___ EXTRAIT SOURCE ___

On conjecture que ce fut à cette époque même qu’Aïssé, retirée dans un faubourg de Paris, entourée des soins du chevalier et assistée de la fidèle Sophie, sa femme de chambre, donna le jour à une fille, qui fut baptisée sous le nom de Célénie Leblond. On retrouve lady Bolingbroke de retour en France dès septembre 1724 ; probablement elle fut censée ramener sa compagne ; les détails du stratagème nous échappent. Il est certain d’ailleurs qu’elle se chargea d’abord de l’enfant ; elle put l’emmener en Angleterre où elle retournait à la fin d’octobre, même année ; quelque temps après, la petite fille reparut pour être placée au couvent de Notre-Dame à Sens, sous le nom de miss Black[1] et à titre de nièce de lord Bolingbroke. L’abbesse de ce couvent était une fille même de Mme de Villette, née du premier mariage. Tout cela, on le voit, concorde et s’explique à merveille ; on a le cadre et le canevas du roman ; mais c’est de la physionomie des personnages et de la nature des sentimens qu’il tire son véritable et durable intérêt.

Le chevalier d’Aydie, dans sa jeunesse, offrait plus d’un de ces traits qui s’adaptent d’eux-mêmes à un héros de roman ; Voltaire, écrivant à Thieriot et lui parlant de sa tragédie d'Adélaïde Du Guesclin à laquelle il travaillait alors, disait (24 février 1733) : « C’est un sujet tout français et tout de mon invention, où j’ai fourré le plus que j’ai pu

  1. Ce nom de fantaisie, miss Black, semble avoir été donné pour faire contraste et contre-vérité à celui de Célénie Leblond.

___

▶ **CONSIGNES**
1. Recopiez, dans l'extrait sur Aïssé, le passage qui s'ouvre sur les mots contenant « Le chevalier d’Aydie, dans » et se termine par « celui de Célénie Leblond. ».
2. Relevez tous les noms de villes et de pays mentionnés dans l'extrait sur Aïssé.

___ DONNÉES FOURNIES ___

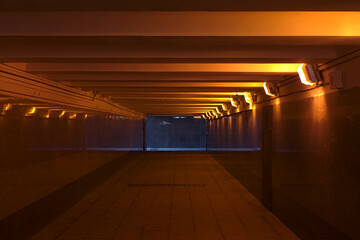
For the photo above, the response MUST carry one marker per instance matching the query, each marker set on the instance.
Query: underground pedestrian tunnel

___

▶ **RÉSULTATS ATTENDUS**
1.
Le chevalier d’Aydie, dans sa jeunesse, offrait plus d’un de ces traits qui s’adaptent d’eux-mêmes à un héros de roman ; Voltaire, écrivant à Thieriot et lui parlant de sa tragédie d'Adélaïde Du Guesclin à laquelle il travaillait alors, disait (24 février 1733) : « C’est un sujet tout français et tout de mon invention, où j’ai fourré le plus que j’ai pu

  1. Ce nom de fantaisie, miss Black, semble avoir été donné pour faire contraste et contre-vérité à celui de Célénie Leblond.

2. Paris, France, Angleterre, Sens